But I know he has a genuine desire to raise the standards in research, teaching and learning in Sierra Leone which is what informs his book donations. His most recent to us includes Statistics materials that brought much glee to the lecturers.

By Chernor Jalloh, Founding Member, Fullah Progressive Union, Texas.

Dr. Alusine Jalloh is a mentor and adviser to many people here in Texas; Sierra Leoneans and non-Sierra Leoneans alike. His door is always open and he always has time for everybody.

He is very much interested in issues affecting the various African communities here and he has been very helpful to the Fullah Progressive Union; in fact he helped us a lot to establish it.

By Cindy Wiles, Executive Director GCPN Global Connection Partnership Network/Restore Hope Network

Dr. Alusine Jalloh: A Man with a Heart for His Nation

It’s interesting that God seems to bring together people of like heart. I met Dr. Alusine Jalloh on an elevator in an office building where my new office would be located upon my arrival in Arlington, Texas in August 2001. I had been working in West Africa for four years and I immediately recognized Dr. Jalloh as a West African Fula. I introduced myself as an advocate for West Africa and he introduced himself as the Director of the Africa Program for the University of Texas at Arlington – the second largest university in the UT System. Our offices were “coincidentally” on the same floor and we became friends immediately.

-------------------------

Answer these questions from the tributes to Dr. Alusine Jalloh:
1. What subject did the materials in his most recent book donation cover?
2. Which organization does Chernor Jalloh say Dr. Jalloh helped establish?
3. Where did Cindy Wiles first meet Dr. Jalloh?
The data lines come from a separate, unrelated source.

Data excerpts
-------------------------

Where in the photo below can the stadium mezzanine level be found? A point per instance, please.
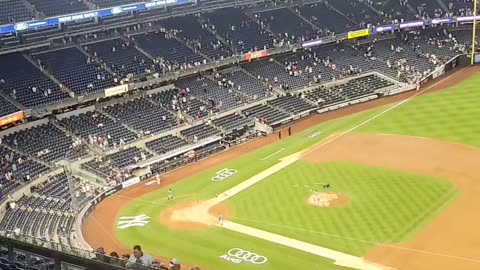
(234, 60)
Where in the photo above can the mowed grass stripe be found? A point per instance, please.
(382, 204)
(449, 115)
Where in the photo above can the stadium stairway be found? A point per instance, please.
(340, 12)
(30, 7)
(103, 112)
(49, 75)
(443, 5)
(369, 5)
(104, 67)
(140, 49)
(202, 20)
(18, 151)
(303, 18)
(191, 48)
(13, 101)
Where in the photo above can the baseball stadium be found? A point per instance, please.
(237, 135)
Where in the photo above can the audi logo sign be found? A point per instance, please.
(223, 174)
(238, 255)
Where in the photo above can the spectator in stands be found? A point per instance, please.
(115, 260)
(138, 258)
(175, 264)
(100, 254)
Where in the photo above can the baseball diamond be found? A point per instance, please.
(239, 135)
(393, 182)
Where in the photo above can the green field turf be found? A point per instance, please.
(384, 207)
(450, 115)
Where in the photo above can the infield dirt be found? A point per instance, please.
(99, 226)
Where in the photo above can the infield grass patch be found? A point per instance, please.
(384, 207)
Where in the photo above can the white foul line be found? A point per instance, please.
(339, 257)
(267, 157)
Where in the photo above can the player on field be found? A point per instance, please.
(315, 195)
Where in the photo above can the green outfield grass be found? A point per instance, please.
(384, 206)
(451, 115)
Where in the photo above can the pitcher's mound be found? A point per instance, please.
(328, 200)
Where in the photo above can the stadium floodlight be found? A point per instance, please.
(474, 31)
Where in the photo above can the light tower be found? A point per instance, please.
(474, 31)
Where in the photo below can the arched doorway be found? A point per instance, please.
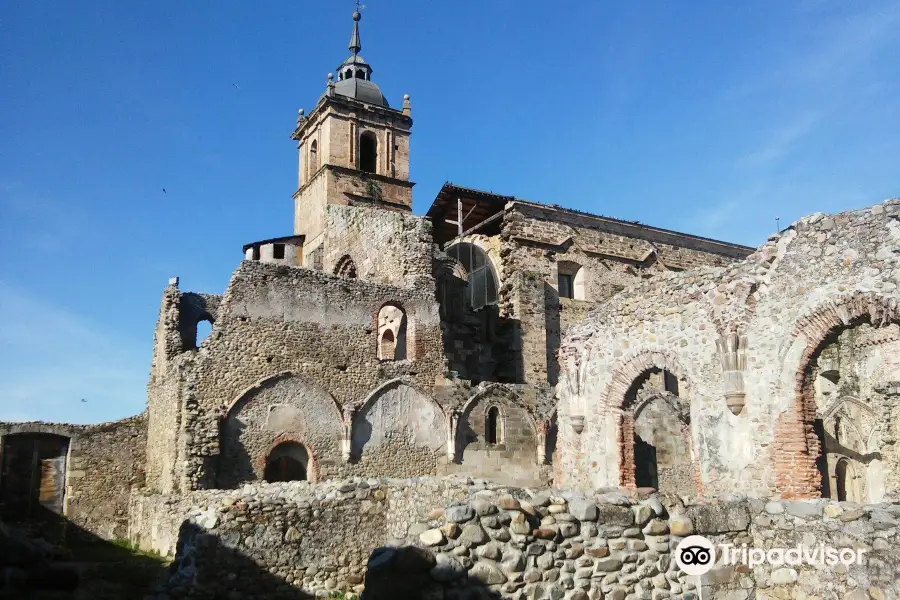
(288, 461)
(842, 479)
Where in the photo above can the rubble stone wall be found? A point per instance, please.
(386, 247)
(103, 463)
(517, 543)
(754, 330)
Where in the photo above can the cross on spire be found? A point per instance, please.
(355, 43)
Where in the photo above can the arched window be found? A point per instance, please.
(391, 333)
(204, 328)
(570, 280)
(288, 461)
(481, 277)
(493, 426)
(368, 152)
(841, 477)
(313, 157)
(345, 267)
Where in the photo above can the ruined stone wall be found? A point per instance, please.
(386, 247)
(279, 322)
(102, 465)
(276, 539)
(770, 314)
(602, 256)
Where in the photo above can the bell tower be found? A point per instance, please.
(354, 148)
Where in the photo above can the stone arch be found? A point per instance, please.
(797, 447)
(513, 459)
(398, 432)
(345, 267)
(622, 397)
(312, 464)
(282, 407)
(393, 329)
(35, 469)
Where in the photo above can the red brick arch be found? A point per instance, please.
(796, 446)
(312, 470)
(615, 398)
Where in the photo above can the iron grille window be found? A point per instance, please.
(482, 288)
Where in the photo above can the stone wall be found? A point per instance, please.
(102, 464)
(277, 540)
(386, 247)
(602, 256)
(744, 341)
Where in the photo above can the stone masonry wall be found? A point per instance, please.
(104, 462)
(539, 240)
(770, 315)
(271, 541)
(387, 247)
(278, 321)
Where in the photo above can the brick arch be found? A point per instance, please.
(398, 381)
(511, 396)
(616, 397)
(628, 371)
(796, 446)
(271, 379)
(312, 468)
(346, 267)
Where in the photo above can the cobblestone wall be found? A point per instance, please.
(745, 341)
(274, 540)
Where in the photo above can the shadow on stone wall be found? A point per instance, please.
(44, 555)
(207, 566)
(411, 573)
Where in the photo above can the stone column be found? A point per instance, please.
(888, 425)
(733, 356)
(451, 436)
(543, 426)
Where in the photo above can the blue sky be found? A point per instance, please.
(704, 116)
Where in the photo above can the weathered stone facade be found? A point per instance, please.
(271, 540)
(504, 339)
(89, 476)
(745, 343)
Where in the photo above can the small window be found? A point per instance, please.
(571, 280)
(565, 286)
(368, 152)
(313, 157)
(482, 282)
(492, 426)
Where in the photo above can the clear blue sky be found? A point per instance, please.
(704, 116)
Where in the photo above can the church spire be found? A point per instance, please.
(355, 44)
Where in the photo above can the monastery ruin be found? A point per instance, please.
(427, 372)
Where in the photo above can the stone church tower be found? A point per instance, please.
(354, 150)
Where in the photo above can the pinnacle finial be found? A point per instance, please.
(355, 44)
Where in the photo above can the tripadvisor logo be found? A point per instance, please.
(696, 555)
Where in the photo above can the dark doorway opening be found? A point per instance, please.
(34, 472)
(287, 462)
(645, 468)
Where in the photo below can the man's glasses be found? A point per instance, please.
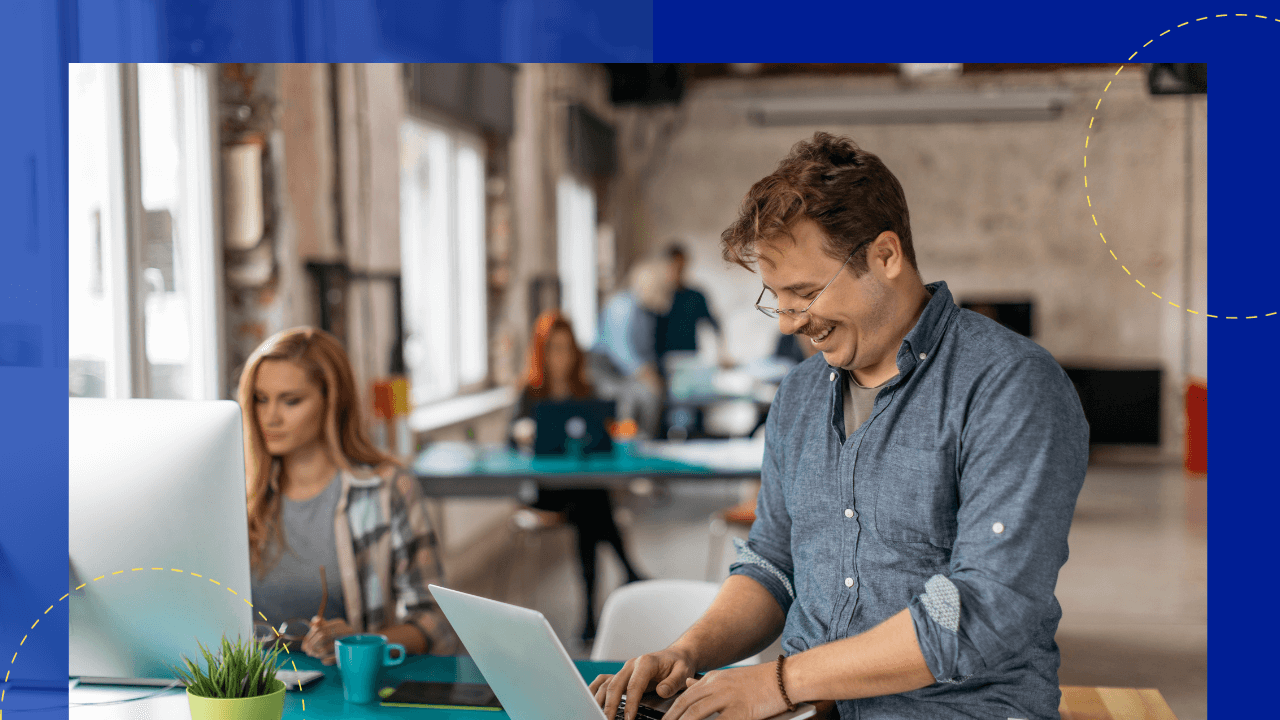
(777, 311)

-------------------------

Solution to this task »
1. Statistics.
2. The Fullah Progressive Union.
3. On an elevator in an office building in Arlington, Texas.